▶ [Problem statement]:
Rewrite the records as a numbered list, running from the first line through the line containing "[852,1095,896,1176]", with blank lines omitted. Leave the pictures out of the list.

(A block of data)
"""
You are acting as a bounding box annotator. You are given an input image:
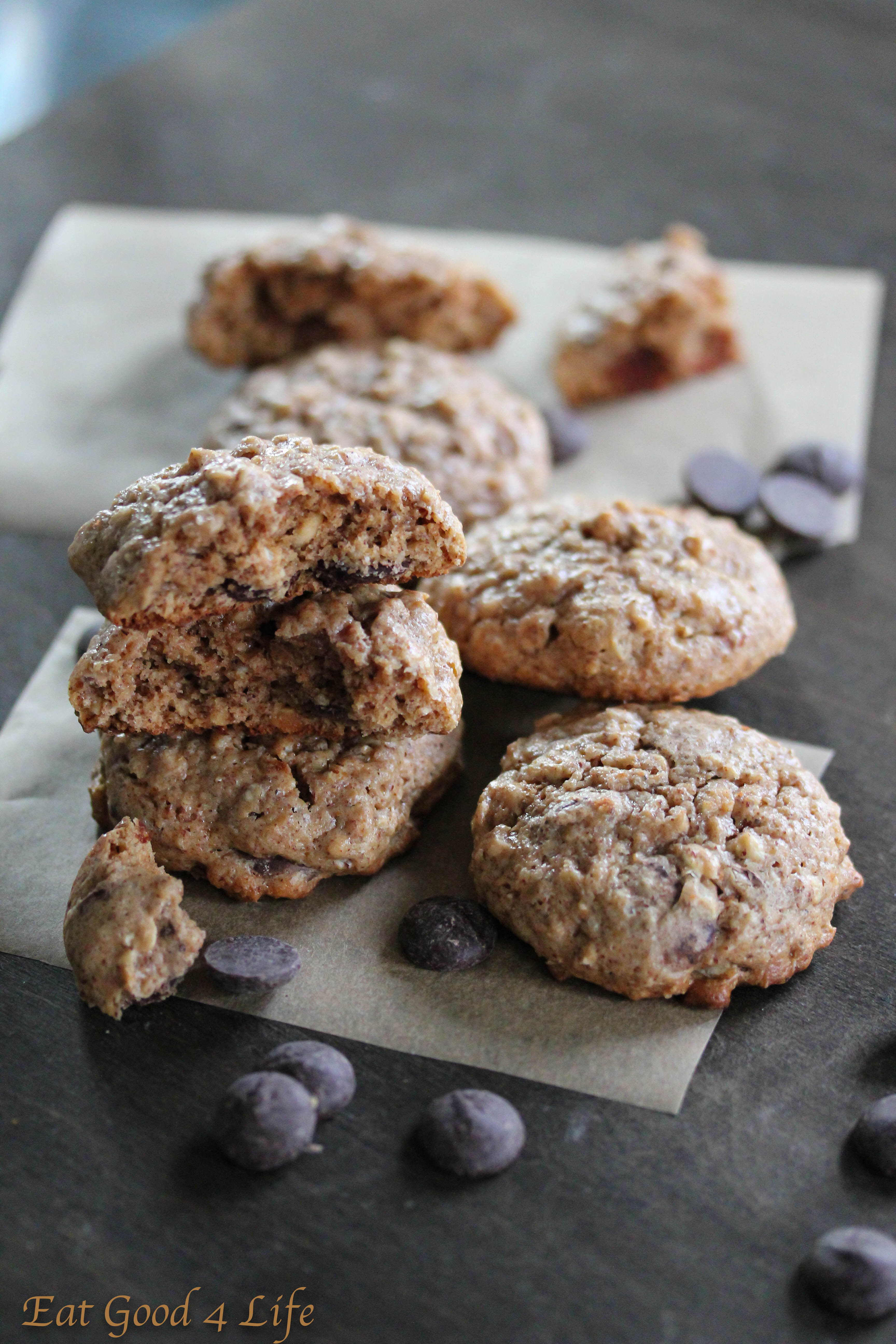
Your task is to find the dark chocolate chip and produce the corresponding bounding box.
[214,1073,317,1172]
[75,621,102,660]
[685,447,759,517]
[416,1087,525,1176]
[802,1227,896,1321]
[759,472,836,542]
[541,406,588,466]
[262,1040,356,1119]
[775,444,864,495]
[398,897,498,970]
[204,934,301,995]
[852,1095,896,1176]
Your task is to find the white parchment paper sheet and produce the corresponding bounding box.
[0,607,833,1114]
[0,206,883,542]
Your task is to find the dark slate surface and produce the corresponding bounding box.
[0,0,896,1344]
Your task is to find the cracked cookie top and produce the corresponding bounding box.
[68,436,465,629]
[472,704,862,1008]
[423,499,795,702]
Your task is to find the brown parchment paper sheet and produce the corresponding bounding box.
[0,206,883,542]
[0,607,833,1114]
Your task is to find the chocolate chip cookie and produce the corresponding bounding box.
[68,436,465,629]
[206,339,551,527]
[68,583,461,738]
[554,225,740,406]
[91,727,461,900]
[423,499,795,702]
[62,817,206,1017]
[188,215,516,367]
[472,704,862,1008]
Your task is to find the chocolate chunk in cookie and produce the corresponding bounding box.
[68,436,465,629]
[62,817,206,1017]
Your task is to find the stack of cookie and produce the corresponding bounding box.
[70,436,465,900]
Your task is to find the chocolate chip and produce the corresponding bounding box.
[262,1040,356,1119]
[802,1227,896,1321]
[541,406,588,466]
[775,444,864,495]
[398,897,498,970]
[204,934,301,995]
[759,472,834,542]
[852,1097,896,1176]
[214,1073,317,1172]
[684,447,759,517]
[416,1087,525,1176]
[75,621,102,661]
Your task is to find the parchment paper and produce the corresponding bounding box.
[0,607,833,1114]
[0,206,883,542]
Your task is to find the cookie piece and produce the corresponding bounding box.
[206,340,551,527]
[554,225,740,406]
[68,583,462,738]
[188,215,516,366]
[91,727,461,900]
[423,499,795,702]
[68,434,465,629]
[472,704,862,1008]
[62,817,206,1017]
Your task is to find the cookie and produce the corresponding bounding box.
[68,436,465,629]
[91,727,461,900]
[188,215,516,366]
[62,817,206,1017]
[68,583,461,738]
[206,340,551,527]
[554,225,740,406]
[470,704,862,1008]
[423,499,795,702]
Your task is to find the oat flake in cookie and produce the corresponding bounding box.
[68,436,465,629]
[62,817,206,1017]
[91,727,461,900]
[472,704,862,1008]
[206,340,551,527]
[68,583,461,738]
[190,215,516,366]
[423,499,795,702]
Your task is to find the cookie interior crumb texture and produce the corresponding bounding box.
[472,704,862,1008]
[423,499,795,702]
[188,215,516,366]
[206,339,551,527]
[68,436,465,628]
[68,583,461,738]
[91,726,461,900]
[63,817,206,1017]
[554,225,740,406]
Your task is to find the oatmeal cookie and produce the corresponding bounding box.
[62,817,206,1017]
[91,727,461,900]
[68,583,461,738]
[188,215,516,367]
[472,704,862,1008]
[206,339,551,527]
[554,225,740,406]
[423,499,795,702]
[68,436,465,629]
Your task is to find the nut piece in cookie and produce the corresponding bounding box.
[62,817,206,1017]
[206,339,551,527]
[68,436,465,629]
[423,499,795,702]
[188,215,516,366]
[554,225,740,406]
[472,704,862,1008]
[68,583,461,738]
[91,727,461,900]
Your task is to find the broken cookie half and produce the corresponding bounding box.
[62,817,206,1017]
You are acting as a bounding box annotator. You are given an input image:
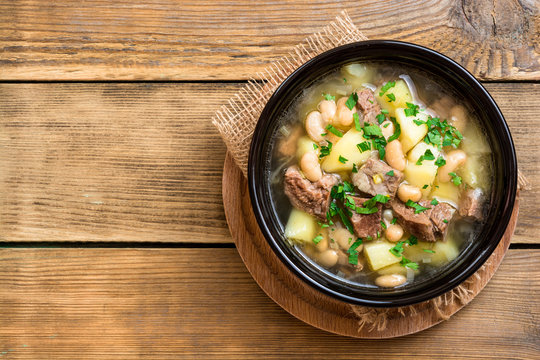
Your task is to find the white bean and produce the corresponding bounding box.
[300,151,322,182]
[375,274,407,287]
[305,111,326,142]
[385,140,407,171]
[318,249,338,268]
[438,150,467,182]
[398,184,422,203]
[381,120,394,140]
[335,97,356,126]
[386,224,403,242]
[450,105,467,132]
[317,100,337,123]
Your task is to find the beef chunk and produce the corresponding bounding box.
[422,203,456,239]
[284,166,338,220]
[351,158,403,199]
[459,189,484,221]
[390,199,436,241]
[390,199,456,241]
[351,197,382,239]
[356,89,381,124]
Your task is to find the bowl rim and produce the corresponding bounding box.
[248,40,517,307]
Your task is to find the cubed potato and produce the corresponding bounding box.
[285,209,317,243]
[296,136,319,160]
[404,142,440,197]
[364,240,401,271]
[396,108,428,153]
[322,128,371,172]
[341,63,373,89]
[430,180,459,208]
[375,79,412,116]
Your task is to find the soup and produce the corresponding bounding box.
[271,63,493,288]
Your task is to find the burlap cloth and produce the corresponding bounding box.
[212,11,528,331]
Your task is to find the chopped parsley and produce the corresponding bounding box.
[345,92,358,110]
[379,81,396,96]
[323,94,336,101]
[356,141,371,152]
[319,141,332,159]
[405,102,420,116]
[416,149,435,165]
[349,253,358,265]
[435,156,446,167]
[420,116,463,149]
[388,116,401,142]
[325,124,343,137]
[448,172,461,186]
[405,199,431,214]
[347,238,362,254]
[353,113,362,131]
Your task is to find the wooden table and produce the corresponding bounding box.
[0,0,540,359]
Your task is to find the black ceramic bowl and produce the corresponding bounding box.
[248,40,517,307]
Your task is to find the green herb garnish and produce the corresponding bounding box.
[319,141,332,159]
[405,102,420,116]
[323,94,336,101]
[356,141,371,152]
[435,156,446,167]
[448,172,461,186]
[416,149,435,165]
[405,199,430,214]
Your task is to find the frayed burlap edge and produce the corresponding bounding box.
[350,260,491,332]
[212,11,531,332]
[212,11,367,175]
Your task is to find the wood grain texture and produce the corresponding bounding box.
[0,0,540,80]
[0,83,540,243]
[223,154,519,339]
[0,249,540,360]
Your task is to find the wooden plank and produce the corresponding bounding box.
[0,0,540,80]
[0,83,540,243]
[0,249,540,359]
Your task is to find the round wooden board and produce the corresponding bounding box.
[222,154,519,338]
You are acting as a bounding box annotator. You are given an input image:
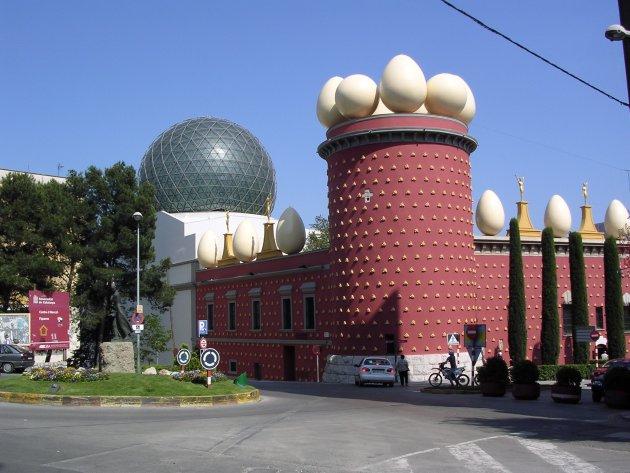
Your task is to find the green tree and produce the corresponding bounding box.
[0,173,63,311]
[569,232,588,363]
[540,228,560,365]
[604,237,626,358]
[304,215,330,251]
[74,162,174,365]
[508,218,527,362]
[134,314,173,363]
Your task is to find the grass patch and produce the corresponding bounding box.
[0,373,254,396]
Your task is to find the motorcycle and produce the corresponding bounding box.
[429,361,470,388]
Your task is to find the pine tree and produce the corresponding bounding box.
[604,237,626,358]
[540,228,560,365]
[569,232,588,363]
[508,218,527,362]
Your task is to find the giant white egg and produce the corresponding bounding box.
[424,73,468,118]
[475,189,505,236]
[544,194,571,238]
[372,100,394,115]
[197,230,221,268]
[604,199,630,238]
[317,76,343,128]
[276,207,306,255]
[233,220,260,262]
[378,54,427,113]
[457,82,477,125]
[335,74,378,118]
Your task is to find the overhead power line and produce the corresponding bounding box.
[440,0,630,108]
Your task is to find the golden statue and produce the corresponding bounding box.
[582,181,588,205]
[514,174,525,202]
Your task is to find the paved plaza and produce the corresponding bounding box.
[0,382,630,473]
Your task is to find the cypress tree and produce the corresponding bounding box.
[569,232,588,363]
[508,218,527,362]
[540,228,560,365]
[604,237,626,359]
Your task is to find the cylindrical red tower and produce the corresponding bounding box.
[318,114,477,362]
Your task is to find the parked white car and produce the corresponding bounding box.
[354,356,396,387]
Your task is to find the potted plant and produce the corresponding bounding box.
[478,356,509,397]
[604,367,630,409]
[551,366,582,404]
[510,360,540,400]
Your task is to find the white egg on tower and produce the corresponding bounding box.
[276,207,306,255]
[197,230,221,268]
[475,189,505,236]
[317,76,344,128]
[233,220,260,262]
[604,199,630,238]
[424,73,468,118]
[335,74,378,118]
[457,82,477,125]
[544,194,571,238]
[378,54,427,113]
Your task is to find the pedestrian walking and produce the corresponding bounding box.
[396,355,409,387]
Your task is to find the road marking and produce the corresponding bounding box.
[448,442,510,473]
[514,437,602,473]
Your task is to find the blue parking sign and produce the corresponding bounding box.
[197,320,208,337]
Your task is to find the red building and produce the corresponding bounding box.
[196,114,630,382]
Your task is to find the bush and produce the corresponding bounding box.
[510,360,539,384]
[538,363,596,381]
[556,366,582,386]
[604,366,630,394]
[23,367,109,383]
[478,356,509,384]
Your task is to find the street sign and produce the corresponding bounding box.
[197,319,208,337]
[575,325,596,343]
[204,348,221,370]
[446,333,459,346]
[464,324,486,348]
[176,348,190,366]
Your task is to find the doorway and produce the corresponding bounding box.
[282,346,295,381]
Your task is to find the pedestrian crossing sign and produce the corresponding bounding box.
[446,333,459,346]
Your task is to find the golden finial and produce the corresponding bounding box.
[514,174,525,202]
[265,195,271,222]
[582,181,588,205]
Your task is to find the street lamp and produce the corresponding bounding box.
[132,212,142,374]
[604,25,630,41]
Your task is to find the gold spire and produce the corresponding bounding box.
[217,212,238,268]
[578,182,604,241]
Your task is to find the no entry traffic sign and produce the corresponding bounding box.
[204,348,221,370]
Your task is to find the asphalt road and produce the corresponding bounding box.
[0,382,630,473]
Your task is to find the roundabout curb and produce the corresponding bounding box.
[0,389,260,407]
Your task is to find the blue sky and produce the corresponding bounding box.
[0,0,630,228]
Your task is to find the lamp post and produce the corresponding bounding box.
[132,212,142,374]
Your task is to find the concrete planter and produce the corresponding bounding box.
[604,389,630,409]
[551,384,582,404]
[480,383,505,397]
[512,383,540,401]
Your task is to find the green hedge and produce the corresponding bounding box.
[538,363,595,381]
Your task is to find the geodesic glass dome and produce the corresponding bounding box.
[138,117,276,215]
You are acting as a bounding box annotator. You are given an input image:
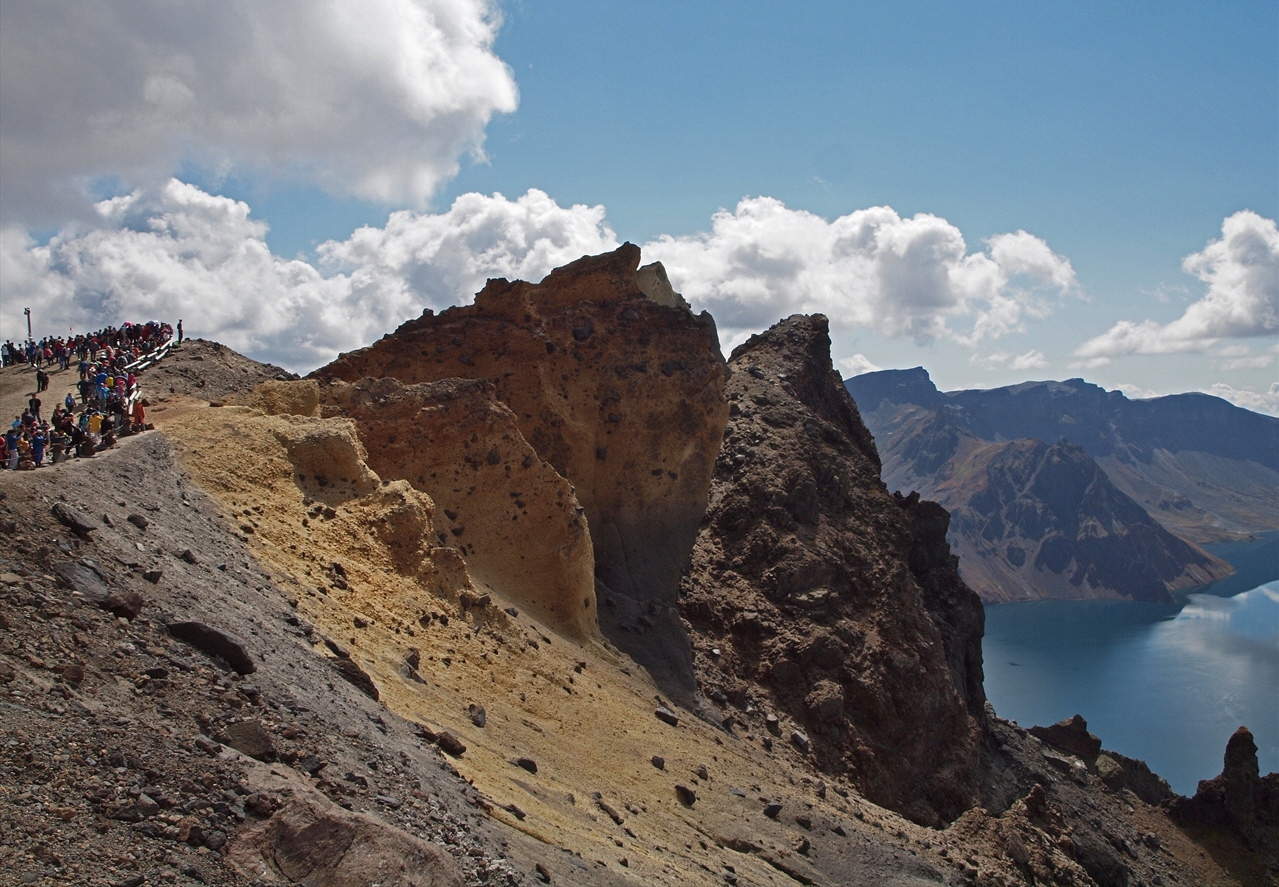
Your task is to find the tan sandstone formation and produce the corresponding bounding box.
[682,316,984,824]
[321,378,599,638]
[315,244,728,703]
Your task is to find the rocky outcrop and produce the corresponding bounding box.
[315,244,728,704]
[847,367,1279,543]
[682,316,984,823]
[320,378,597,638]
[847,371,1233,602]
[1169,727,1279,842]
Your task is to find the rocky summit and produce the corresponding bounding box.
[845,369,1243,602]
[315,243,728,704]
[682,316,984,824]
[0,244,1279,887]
"""
▶ [Response to the task]:
1. You are acting as a bounding box annotator. You are given an input image:
2. Your task is to find the dark chocolate chip and produce the corresponding bounding box.
3. [214,1073,317,1172]
4. [75,621,102,660]
5. [685,447,759,517]
6. [416,1087,525,1176]
7. [802,1227,896,1321]
8. [759,472,836,542]
9. [541,406,588,466]
10. [262,1040,356,1119]
11. [775,444,864,495]
12. [398,897,498,970]
13. [204,934,301,995]
14. [852,1095,896,1176]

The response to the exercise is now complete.